## BRIEF
Return each of the items below word for word, but leave the pictures out.

## PROVIDED DATA
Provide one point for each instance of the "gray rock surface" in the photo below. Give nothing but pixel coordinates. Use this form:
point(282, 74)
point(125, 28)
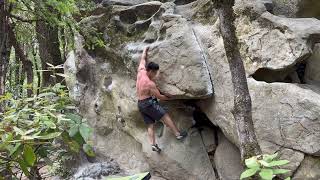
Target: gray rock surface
point(190, 51)
point(227, 160)
point(97, 170)
point(312, 72)
point(309, 169)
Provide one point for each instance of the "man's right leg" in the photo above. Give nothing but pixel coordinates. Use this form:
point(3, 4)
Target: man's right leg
point(152, 138)
point(151, 134)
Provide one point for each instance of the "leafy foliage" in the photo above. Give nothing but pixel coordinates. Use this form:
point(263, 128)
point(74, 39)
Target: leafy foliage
point(266, 166)
point(33, 129)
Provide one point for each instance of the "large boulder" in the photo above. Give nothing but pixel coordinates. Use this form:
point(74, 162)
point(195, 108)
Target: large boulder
point(286, 116)
point(190, 51)
point(227, 160)
point(312, 72)
point(108, 100)
point(296, 8)
point(309, 169)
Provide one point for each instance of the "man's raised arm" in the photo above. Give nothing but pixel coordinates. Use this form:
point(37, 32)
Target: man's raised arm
point(143, 59)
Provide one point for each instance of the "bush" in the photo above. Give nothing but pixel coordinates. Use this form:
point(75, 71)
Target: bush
point(266, 166)
point(32, 129)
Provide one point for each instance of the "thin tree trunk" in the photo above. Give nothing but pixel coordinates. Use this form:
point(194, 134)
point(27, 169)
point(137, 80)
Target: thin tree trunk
point(242, 111)
point(26, 63)
point(49, 50)
point(4, 46)
point(37, 69)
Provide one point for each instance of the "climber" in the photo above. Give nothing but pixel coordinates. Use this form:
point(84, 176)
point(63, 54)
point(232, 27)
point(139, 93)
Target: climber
point(148, 104)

## OUTPUT OF THE EXERCISE
Provide one point for each instance of the "gray rock surface" in the photo below. Give nothing but pixel coordinates. Use this form:
point(282, 74)
point(125, 28)
Target: gray rock surface
point(190, 51)
point(227, 160)
point(97, 170)
point(312, 72)
point(309, 169)
Provide one point for each instance of the "man's right leg" in the photo above. Give nothing but pixel coordinates. Use this form:
point(3, 4)
Target: man's right leg
point(152, 138)
point(151, 134)
Provide one point for each instance of the "leafy foliage" in the photo above. Give nothing but pixel coordinates. Use this form:
point(263, 128)
point(74, 39)
Target: leafy foliage
point(266, 166)
point(33, 129)
Provide one point for each instance of the "large boulder" in the photo above. Give nothing but pixel coordinates. Use this form:
point(74, 162)
point(195, 108)
Target: large boulder
point(286, 116)
point(190, 51)
point(227, 160)
point(312, 72)
point(108, 100)
point(296, 8)
point(309, 169)
Provide one point for each instance of the "man's raised arm" in the photo above. Give nothing but pixel coordinates. Use this form:
point(37, 32)
Target: man's raised arm
point(143, 59)
Provide one point for each instance of the "bush" in the photo above. Give nothing but pixel coordinates. Use this form:
point(75, 71)
Target: bush
point(266, 166)
point(32, 129)
Provide one point for each instance of the "thin tree trunk" in the photo above. Give nothing but pixel coordinates. Use this form:
point(194, 134)
point(27, 169)
point(137, 80)
Target: thin tree trunk
point(242, 111)
point(26, 63)
point(49, 50)
point(4, 46)
point(37, 69)
Provide one point for each instance of the "climber" in the photo above. Give nothing but pixel coordinates. Use this form:
point(84, 176)
point(63, 54)
point(232, 27)
point(139, 93)
Target: climber
point(148, 104)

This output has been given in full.